> Aim of the exercise: Write the lines of the records below, from the line containing "Labeling tool prompt — Object to detect: scooter handlebar" through the line containing "[[355, 58, 476, 396]]", inclusive, as a JSON list of strings with one string per line. Skip any blank lines.

> Given records:
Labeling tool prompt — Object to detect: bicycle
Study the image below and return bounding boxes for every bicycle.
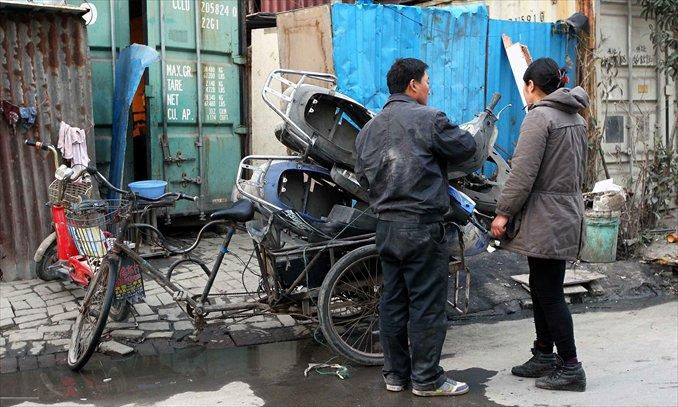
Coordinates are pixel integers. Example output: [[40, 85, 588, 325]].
[[24, 140, 129, 321]]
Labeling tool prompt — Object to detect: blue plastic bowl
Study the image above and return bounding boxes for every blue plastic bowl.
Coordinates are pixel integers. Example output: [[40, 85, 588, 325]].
[[128, 179, 167, 199]]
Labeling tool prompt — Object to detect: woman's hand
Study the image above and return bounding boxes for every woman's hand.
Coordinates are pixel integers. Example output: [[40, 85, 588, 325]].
[[492, 215, 509, 238]]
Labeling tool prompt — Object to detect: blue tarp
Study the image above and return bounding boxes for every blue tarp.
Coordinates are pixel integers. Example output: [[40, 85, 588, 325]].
[[332, 4, 488, 121], [487, 20, 577, 158], [108, 44, 160, 198], [332, 3, 576, 159]]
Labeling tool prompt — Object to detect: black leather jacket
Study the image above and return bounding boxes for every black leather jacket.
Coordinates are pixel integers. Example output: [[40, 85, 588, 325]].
[[355, 94, 476, 223]]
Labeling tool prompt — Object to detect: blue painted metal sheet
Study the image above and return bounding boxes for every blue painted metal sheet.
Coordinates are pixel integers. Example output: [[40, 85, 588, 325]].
[[108, 44, 160, 198], [487, 20, 577, 158], [332, 3, 489, 122]]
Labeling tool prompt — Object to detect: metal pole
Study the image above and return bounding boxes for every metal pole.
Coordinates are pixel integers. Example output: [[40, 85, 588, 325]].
[[193, 0, 205, 220], [158, 1, 172, 172], [108, 0, 117, 92], [626, 0, 636, 179]]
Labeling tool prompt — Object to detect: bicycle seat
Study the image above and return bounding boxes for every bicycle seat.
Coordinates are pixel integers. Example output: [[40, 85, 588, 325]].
[[210, 199, 254, 222]]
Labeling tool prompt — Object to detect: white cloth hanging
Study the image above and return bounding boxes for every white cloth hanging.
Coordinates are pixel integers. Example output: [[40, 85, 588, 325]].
[[57, 121, 89, 167]]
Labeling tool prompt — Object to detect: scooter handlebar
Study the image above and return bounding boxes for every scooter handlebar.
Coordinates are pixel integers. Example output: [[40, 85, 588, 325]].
[[487, 92, 501, 111]]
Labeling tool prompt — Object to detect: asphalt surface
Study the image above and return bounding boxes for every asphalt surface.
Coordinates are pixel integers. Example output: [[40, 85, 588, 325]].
[[0, 297, 678, 406]]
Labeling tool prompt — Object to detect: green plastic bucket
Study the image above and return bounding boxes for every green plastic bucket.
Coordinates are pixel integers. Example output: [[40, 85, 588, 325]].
[[580, 212, 619, 263]]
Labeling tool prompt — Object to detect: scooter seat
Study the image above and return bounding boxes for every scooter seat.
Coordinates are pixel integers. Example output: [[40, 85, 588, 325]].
[[210, 199, 254, 222]]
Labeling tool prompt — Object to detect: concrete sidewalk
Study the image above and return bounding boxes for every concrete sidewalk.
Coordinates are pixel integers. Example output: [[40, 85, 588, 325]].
[[442, 300, 678, 406], [0, 299, 678, 407], [0, 234, 308, 373]]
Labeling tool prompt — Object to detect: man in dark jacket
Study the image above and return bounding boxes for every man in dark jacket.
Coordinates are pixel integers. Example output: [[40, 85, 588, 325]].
[[355, 58, 476, 396]]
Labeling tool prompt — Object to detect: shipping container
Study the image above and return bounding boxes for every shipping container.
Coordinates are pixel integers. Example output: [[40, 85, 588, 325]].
[[596, 0, 678, 186], [82, 0, 246, 215], [0, 2, 95, 280], [252, 0, 331, 13]]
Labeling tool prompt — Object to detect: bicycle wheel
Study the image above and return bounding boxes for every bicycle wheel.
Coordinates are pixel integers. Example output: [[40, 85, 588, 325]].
[[68, 258, 118, 371], [318, 244, 384, 366]]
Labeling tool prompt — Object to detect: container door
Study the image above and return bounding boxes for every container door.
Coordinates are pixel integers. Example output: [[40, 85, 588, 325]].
[[596, 0, 673, 185], [146, 0, 246, 215]]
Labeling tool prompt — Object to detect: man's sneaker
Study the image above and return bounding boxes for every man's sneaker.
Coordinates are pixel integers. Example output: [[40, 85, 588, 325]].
[[511, 348, 557, 378], [384, 377, 409, 391], [536, 363, 586, 391], [412, 377, 469, 397]]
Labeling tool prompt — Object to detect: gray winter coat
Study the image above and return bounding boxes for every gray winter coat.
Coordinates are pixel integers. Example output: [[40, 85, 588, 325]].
[[497, 87, 589, 260]]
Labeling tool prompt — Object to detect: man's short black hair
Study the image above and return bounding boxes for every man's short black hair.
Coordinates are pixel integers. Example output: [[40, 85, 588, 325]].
[[386, 58, 428, 94]]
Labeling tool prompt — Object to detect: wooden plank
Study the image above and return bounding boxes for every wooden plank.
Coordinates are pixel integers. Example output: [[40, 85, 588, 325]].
[[563, 284, 589, 295], [501, 34, 532, 106], [276, 5, 334, 87]]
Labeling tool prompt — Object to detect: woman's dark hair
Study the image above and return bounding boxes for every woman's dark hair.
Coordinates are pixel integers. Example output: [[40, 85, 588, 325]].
[[523, 58, 569, 95], [386, 58, 428, 94]]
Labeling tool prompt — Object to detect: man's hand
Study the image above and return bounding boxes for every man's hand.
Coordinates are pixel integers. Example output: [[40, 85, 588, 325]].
[[492, 215, 509, 238]]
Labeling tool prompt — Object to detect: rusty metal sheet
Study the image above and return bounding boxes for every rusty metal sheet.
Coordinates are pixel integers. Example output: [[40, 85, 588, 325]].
[[0, 6, 95, 280]]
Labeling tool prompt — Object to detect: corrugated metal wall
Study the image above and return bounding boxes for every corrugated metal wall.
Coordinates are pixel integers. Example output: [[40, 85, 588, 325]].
[[332, 4, 489, 122], [487, 20, 577, 158], [0, 8, 95, 280]]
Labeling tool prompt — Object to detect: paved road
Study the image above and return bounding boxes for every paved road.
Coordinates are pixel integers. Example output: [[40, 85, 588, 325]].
[[0, 300, 678, 406]]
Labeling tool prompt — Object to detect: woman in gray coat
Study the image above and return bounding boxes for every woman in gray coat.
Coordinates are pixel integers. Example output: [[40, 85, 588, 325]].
[[492, 58, 589, 391]]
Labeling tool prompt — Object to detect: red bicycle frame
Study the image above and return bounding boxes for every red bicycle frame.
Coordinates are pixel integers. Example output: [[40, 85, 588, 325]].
[[52, 205, 93, 286]]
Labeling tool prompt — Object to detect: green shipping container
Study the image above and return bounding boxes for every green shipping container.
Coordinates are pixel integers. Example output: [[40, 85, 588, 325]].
[[85, 0, 246, 215]]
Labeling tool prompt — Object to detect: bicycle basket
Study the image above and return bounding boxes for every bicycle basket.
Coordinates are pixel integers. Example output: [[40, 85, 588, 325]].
[[66, 199, 132, 258], [48, 179, 92, 207]]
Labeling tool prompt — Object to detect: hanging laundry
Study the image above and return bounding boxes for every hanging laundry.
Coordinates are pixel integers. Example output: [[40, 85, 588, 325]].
[[0, 100, 19, 127], [19, 106, 38, 129], [57, 121, 89, 167]]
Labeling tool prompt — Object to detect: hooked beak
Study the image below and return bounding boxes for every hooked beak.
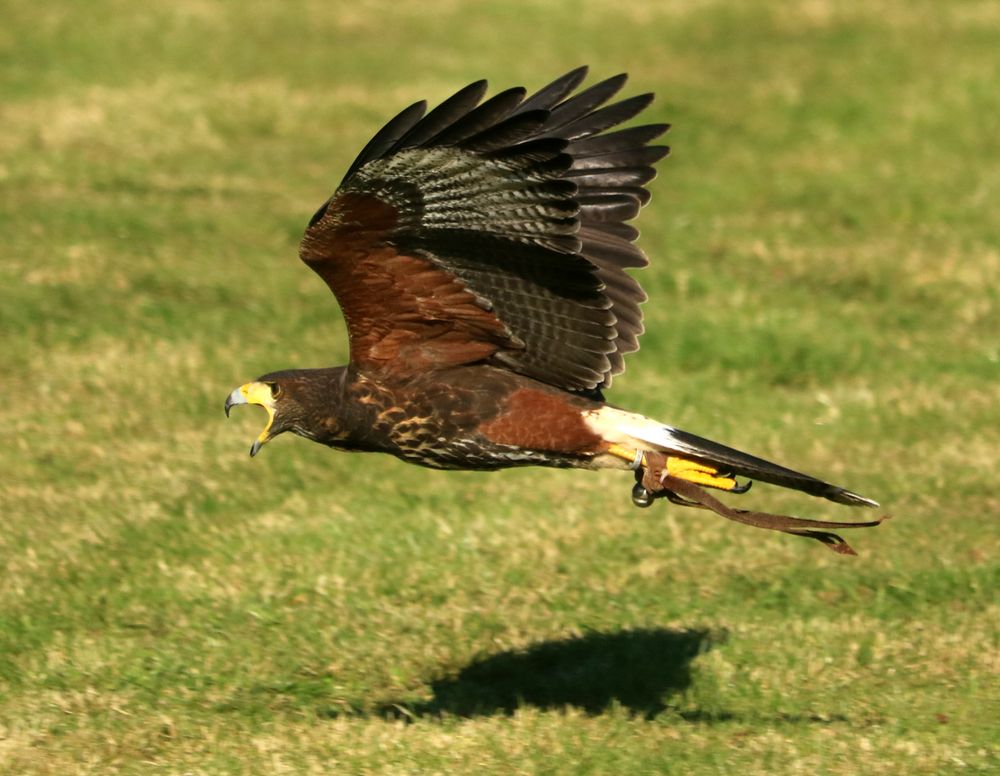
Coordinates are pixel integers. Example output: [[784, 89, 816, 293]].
[[226, 382, 275, 458]]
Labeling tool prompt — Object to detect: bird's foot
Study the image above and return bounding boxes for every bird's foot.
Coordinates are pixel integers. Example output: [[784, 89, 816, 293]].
[[632, 452, 753, 507], [642, 453, 752, 493]]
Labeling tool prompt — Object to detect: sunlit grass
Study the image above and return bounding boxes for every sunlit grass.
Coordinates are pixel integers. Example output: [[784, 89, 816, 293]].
[[0, 0, 1000, 775]]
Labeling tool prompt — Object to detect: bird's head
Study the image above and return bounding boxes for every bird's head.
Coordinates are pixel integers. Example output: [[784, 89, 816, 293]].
[[226, 371, 316, 456]]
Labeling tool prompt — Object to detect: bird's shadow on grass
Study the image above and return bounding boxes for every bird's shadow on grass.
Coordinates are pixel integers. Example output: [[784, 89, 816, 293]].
[[340, 629, 725, 719]]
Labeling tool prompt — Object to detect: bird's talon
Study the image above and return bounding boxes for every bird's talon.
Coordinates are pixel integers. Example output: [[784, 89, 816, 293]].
[[632, 482, 656, 509]]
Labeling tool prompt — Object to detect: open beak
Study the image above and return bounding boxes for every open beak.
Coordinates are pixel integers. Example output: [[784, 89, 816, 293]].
[[226, 383, 275, 458]]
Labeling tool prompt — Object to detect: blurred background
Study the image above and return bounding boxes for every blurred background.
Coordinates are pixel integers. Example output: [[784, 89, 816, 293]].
[[0, 0, 1000, 774]]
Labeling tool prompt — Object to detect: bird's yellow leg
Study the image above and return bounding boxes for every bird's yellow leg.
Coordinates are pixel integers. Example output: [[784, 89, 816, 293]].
[[608, 445, 743, 491]]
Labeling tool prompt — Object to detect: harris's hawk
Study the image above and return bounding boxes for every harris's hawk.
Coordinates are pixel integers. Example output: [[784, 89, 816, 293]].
[[226, 68, 879, 553]]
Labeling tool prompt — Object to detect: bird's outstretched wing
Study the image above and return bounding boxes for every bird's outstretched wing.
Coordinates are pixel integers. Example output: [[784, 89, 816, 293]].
[[300, 68, 669, 391]]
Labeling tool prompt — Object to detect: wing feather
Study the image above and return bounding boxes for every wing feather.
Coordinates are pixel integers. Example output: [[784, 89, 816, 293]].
[[300, 67, 669, 393]]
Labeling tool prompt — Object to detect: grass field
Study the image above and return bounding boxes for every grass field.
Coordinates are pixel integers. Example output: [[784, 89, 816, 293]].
[[0, 0, 1000, 776]]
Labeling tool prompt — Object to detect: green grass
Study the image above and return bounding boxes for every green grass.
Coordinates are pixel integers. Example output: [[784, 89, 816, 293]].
[[0, 0, 1000, 776]]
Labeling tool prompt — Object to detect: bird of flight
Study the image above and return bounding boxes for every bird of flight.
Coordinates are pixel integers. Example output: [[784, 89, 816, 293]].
[[226, 67, 880, 554]]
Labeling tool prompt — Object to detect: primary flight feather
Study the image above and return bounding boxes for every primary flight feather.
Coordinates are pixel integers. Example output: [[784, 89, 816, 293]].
[[226, 68, 879, 552]]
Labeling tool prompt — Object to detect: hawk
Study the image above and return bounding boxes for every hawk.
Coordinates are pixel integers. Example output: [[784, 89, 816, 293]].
[[225, 67, 881, 553]]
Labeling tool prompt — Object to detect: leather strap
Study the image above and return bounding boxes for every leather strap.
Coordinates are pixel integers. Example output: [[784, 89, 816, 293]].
[[642, 454, 888, 555]]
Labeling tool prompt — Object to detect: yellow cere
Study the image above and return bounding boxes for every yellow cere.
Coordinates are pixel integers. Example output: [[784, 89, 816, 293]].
[[240, 383, 274, 444]]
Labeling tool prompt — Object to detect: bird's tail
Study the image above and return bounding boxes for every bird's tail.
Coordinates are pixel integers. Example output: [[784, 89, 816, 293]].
[[588, 406, 878, 507]]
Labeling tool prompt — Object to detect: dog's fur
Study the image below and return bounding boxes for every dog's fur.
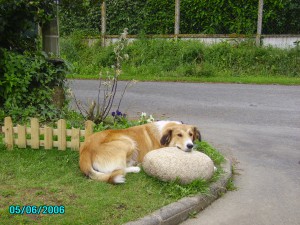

> Task result:
[
  "Labeling tool prompt — Object to detect: scooter handlebar",
  "Study the image above and return bounding boxes for every scooter handlebar.",
  "Coordinates are pixel integers. Example output: [[40, 85, 588, 325]].",
  "[[487, 92, 501, 111]]",
  "Labeling tool prompt — Object to detect: asphalt surface",
  "Study the image above and return bounding boxes for every asphalt surface.",
  "Coordinates are pixel integers. Example output: [[40, 85, 588, 325]].",
  "[[0, 297, 678, 406]]",
  "Labeling tool prompt — Object to detect: green plastic bucket",
  "Study the image above and return bounding boxes for every green plastic bucket.",
  "Coordinates are pixel integers. Example output: [[40, 85, 588, 325]].",
  "[[580, 212, 619, 263]]",
  "Labeling tool prompt — Object to detect: scooter seat",
  "Study the image above and return bounding boxes for every scooter seat.",
  "Coordinates are pixel integers. Example output: [[40, 85, 588, 325]].",
  "[[210, 199, 254, 222]]",
  "Labeling tool prompt — Object to detect: concrete sidewalk",
  "Study the image above and return bounding boxes for every concrete sidewalk.",
  "Coordinates are pixel integers. Example output: [[40, 85, 588, 325]].",
  "[[442, 300, 678, 406], [0, 299, 678, 407], [0, 234, 308, 373]]",
  "Labeling tool prompt — Object to detect: man in dark jacket",
  "Study the image above and return bounding boxes for every man in dark jacket.",
  "Coordinates are pixel integers. Example output: [[40, 85, 588, 325]].",
  "[[355, 58, 476, 396]]"
]